Quoted passage:
Indigenous Smudging Ceremonies Do Not Violate Federal Prison Smoking Ban, Judge Rules

Indigenous Smudging Ceremonies Do Not Violate Federal Prison Smoking Ban, Judge Rules
The Bowden Institution medium security facility is pictured near Bowden, Alta., on March 19, 2020. (The Canadian Press/Jeff Mcintosh)
Peter Wilson
12/22/2022
Updated:
12/22/2022
0:00

Traditional indigenous smudging ceremonies do not violate a federal prison smoking ban that’s been in place since 2008, a federal judge has ruled.

Federal Court Justice Trent Horne’s ruling comes on a case wherein convicted sex offender William Johnson complained that his fellow inmates’ smudging ceremonies—which include burning ingredients like tobacco, sweetgrass, cedar, and sage—irritated him and breached his Charter rights, according to Blacklock’s Reporter.

“There is insufficient evidence to conclude he sustained any adverse health consequence,” Horne wrote in his decision, adding later, “Smudging is a ceremony that is used to pray over and purify oneself and a physical space.”

“It is also used as an act of unity to open ceremonies or circles in order to prepare participants for healing and sharing.”

Johnson, an inmate at Warkworth penitentiary in Brighton, Ont., told the court in a submission that smudging ceremonies sometimes occur three times a day at the prison.

“An inmate was allowed to create clouds of smoke as inmates went to and from meals,” he wrote. “Not only does this practice contravene the no smoking policy in and around the units but is further a racial discrimination practice against all non-natives.”

Johnson’s claim against in-prison smudging ceremonies follows a previous unsuccessful claim he filed in 2018 in which he said that it was cruel for prisons to serve inmates powdered milk.

In-Prison Smoking

A parliamentary committee heard in 2011 that demand for cigarettes in prisons increased following the federal government’s 2008 ban on smoking in prisons, despite the fact that they were contraband.
“The ban on cigarettes has actually meant that there’s a greater trade now in tobacco and greater interdiction efforts used to stop tobacco entry than there ever was for drug use,” said Kim Pate, who is now a senator but was at the time executive director of the Canadian Association of Elizabeth Fry Societies, while testifying before the House of Commons public safety committee on Oct. 4, 2011.

Pate later added that possession of contraband cigarettes within prisons had become an increasingly common reason for guards to perform strip searches.

“Cigarettes have become currency,” said then-NDP MP Marie-Claude Morin during the committee meeting. “This has increased contraband tobacco and other drugs, mainly anything that can be brought into a prison.”

“Since tobacco was banned in prisons, it has been used as currency,” Morin added. “But, if tobacco was permitted in the prisons, there would be fewer possibilities for currency against other drugs that may be more harmful.”

Extracted records:
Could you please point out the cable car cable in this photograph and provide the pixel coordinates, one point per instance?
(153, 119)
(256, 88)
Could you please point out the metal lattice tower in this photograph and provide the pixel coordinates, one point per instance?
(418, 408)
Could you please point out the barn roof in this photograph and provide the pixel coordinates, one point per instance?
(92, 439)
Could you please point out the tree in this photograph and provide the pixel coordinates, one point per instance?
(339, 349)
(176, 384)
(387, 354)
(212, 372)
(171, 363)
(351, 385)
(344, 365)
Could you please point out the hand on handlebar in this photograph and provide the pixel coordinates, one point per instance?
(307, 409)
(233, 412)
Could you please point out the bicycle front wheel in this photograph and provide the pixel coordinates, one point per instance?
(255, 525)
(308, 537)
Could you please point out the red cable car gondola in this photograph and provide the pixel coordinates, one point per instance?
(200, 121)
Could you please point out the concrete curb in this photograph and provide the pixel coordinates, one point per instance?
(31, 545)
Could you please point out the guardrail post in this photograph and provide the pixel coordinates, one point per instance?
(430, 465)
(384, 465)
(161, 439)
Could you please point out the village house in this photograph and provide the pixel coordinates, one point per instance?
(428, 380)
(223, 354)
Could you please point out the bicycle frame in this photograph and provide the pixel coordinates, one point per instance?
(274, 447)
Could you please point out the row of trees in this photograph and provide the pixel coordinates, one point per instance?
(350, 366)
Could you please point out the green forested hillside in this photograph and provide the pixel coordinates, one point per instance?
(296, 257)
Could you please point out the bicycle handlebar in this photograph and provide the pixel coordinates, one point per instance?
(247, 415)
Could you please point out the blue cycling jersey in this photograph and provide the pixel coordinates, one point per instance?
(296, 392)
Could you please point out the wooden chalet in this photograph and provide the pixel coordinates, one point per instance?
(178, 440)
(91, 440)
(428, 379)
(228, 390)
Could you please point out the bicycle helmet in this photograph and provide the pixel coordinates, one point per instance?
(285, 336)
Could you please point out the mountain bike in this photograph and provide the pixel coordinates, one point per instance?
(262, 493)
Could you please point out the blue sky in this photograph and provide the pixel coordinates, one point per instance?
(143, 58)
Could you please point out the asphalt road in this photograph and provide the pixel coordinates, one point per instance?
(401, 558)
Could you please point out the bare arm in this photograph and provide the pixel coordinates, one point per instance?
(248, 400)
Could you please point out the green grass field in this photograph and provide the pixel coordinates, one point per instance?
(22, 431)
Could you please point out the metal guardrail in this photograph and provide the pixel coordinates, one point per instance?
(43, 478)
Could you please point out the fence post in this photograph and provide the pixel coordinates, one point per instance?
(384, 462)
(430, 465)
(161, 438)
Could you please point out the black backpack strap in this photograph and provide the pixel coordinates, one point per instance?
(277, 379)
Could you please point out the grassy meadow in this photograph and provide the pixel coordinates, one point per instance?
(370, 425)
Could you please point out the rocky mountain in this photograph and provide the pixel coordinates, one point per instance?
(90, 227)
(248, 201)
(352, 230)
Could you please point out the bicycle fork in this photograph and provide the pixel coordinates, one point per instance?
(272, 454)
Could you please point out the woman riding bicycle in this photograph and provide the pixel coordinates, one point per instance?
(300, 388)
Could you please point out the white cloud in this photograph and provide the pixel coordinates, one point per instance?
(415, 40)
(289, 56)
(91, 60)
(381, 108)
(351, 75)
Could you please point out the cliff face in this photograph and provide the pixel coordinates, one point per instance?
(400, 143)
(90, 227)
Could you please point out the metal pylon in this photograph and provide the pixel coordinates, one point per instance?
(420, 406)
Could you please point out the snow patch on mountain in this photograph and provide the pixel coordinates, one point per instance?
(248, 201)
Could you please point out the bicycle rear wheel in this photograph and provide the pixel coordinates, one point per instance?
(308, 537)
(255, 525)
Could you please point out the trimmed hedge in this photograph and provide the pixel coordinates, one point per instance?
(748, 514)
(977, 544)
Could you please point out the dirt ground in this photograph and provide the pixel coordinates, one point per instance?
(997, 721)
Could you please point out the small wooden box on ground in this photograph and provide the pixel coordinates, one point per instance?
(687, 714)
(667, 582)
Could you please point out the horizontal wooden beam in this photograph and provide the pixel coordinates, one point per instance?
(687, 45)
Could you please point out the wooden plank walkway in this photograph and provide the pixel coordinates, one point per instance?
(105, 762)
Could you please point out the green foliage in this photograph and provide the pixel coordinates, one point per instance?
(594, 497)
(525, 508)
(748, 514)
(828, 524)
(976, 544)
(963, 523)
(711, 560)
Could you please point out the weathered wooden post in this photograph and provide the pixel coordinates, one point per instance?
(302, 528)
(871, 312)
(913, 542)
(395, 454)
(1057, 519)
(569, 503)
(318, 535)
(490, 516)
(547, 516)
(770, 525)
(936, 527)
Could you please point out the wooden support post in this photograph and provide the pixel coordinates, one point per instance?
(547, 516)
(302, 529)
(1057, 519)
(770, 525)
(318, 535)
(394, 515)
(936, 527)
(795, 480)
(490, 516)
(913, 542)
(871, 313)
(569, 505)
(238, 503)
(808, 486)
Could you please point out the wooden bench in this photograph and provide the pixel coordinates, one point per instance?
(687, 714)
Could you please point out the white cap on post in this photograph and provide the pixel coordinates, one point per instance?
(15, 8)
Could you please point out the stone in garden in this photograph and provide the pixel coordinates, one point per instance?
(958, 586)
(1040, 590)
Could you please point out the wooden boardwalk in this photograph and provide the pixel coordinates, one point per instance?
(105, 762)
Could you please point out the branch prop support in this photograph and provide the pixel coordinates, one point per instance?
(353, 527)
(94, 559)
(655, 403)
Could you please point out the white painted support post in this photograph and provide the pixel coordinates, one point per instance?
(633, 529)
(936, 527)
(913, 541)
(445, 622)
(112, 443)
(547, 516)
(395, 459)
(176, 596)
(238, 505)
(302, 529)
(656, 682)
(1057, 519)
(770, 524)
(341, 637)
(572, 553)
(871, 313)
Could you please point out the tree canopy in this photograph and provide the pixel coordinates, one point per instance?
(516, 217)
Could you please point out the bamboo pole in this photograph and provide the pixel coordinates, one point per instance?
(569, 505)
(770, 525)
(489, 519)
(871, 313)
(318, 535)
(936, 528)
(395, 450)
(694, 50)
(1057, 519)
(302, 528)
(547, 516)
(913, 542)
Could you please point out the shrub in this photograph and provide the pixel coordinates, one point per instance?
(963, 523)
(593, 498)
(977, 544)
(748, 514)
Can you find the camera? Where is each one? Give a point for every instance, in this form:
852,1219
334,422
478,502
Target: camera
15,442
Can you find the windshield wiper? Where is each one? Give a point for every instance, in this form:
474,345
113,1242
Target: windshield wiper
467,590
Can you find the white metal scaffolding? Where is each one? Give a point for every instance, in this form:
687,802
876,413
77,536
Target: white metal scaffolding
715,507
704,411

What you have to do: For each statement, say yes or no to whether it agrees with the article on the prison smudging ruling, and quote the article's exact words that decide it. 1. The federal ban on smoking in prisons has been in place since 2008. 2. Johnson is an inmate at the Bowden Institution. 3. Johnson's 2018 claim about powdered milk succeeded.

Result of the exercise:
1. Yes: "a federal prison smoking ban that’s been in place since 2008"
2. No: "Johnson, an inmate at Warkworth penitentiary in Brighton, Ont."
3. No: "a previous unsuccessful claim he filed in 2018"